WORK TASK A | Print the passage from the essay on favorite childhood foods from "This version of" up to and including "my birthday cake.)", word for word.
WORK TASK B | In the essay on favorite childhood foods, what is at the gooey center of the baked tapioca custard?

PROVIDED PASSAGE |
______

I was once told that I express longing and wistfulness when recalling memories of my favorite food much like an unrequited love or past flame.  It is true.  Nothing compares to…food that steps up to make an impression on the taste buds whether it’s five-star molecular gastronomy, home-cooked from a mom and pop, or some genetically modified, chemically generated packaged concoction with a shelf-life that challenges your mortality.  To paraphrase Prince/Sinead O’Connor “I can eat my dinner in a fancy restaurant but nothing, nothing can take away these blues…(except for an amazing hole in the wall in Monterey Park).”

Here are my favorite foods from childhood – from the gourmet to hyper artificial:

1.  Baked Tapioca Custard:

This version of tapioca is a Hong Kong Cantonese spin on an American classic except there’s a gooey center of red bean paste within the bed of tapioca egg custard that is baked until golden-brown.  I remember I had a hankering for the corner pieces that had the chewy, crispy burned out crust and loved the rich, red bean paste filling that complimented the vanilla flavored, eggy custard.  It was an odd, yet perfect fusion of Eastern and Western tastes and flavors.  I can’t remember when I started eating this stuff, but it was at least since I was three years old.  (My mom has a photo of me blowing out a candle stuck in big glass pyrex dish filled with piping hot tapioca custard that was a proxy for my birthday cake.)

2.  Stoeffers French Bread Pizza:

Before the microwave, there was the toaster oven which was one step up from an Easy Bake.  The great thing about the toaster oven is that kids can still can get as close as they can to preparing their own hot food without risking major injury or burning the house down by fumbling around with bigger, grown-up appliances.  One of the best kid-food items that was perfectly paired with the toaster oven, was the Stoeffers French Bread Pizza.  Crunchy, savory and with that addictive salty, spicy pepperoni that only nitrates can produce, I loved every bite of it.

3. Prosciutto:

When my mother started working as a self-made real estate agent, I became the beneficiary of her working mom guilt and saw my sandwiches upgraded from packaged ham to shaved prosciutto from the local Italian deli.  Once I had the taste of hand-cured artisan quality meat aka charcuterie as opposed to the Oscar Mayer process kind, I was hard pressed to go back.  Fortunately, mom’s business grew and she was able to feed my prosciutto habit until I graduated from bag lunches to cafeteria food in college.

______

SUPPLIED ENTRIES |
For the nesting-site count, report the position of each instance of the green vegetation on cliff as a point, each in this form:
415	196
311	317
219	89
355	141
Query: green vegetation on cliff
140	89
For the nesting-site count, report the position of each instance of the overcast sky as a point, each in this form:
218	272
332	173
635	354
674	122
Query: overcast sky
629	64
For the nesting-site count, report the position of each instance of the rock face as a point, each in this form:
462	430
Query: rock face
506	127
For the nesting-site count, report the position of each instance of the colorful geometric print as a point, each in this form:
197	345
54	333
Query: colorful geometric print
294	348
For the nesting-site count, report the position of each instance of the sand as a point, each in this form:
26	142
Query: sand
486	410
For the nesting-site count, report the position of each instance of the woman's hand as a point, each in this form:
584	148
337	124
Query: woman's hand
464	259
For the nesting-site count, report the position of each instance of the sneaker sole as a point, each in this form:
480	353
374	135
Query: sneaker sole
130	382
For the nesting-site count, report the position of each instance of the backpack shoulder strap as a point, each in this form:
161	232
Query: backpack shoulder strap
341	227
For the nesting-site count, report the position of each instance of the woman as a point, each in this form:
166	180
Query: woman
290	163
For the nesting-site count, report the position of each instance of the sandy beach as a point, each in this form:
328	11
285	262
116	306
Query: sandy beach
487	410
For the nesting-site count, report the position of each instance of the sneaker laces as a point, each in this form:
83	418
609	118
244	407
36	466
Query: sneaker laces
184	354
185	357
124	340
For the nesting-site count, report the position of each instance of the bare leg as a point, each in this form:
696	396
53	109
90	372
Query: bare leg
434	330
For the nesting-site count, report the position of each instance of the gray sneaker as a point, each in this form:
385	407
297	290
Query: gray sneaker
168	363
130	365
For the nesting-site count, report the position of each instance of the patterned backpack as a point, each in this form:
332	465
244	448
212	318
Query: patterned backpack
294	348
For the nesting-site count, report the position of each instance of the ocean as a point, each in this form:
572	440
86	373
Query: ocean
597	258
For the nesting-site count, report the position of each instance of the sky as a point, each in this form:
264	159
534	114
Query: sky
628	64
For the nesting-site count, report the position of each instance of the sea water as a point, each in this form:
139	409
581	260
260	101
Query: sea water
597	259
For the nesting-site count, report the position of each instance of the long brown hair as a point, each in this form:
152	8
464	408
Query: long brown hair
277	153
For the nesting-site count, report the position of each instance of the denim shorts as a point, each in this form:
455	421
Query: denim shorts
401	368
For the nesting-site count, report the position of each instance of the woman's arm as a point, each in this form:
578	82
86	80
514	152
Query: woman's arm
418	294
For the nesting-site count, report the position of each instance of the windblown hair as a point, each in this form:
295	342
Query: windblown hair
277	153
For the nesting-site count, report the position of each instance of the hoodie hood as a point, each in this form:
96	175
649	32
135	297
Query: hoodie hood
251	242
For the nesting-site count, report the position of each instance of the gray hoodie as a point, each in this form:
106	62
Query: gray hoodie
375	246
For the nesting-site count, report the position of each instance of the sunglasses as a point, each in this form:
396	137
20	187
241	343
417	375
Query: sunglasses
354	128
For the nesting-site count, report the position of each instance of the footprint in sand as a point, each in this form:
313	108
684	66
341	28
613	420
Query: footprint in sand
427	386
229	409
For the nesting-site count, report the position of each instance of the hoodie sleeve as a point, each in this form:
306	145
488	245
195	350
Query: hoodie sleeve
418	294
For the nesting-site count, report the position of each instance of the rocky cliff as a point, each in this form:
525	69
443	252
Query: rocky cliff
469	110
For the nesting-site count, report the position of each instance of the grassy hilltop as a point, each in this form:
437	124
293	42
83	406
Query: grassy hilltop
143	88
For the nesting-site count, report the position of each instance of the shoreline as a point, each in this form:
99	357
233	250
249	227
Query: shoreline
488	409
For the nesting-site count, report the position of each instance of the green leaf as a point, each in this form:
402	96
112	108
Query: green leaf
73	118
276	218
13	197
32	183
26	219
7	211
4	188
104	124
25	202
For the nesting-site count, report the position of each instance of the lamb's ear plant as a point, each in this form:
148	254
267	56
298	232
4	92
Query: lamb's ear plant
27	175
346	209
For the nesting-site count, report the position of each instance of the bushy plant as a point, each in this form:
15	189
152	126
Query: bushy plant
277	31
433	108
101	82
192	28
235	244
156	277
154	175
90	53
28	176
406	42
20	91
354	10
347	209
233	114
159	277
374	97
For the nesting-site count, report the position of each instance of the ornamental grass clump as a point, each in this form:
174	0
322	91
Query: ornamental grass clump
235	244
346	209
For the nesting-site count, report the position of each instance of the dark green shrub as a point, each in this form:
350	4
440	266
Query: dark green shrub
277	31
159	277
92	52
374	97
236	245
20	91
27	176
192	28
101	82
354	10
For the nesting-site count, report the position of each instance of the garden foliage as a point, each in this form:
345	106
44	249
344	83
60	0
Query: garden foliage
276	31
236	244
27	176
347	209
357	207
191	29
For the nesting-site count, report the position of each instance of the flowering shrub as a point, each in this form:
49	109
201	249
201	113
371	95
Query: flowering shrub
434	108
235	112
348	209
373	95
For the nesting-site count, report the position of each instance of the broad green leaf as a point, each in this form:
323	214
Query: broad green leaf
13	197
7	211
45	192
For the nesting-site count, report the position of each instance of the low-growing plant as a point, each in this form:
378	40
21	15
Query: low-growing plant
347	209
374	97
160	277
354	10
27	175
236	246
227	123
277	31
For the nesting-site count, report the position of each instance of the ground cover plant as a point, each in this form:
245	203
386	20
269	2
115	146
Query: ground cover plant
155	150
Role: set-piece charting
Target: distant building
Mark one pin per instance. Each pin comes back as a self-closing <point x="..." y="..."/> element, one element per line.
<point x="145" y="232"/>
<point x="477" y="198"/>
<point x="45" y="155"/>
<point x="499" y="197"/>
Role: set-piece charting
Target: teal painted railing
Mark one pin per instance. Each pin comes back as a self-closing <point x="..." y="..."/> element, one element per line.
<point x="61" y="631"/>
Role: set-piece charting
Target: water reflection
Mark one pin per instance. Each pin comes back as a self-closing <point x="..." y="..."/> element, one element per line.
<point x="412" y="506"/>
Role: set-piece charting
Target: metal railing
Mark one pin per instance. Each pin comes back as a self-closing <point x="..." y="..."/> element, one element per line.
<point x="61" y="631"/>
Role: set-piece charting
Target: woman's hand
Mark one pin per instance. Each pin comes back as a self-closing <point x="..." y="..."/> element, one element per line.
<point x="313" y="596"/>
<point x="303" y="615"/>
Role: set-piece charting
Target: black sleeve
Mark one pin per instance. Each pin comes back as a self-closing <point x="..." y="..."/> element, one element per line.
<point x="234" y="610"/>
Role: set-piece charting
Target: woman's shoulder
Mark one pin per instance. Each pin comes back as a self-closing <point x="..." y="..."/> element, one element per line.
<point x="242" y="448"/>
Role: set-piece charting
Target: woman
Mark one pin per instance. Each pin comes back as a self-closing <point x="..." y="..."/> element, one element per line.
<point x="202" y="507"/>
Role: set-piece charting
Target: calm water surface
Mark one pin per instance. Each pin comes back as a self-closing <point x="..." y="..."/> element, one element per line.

______

OUTPUT A |
This version of tapioca is a Hong Kong Cantonese spin on an American classic except there’s a gooey center of red bean paste within the bed of tapioca egg custard that is baked until golden-brown.  I remember I had a hankering for the corner pieces that had the chewy, crispy burned out crust and loved the rich, red bean paste filling that complimented the vanilla flavored, eggy custard.  It was an odd, yet perfect fusion of Eastern and Western tastes and flavors.  I can’t remember when I started eating this stuff, but it was at least since I was three years old.  (My mom has a photo of me blowing out a candle stuck in big glass pyrex dish filled with piping hot tapioca custard that was a proxy for my birthday cake.)

OUTPUT B | Red bean paste.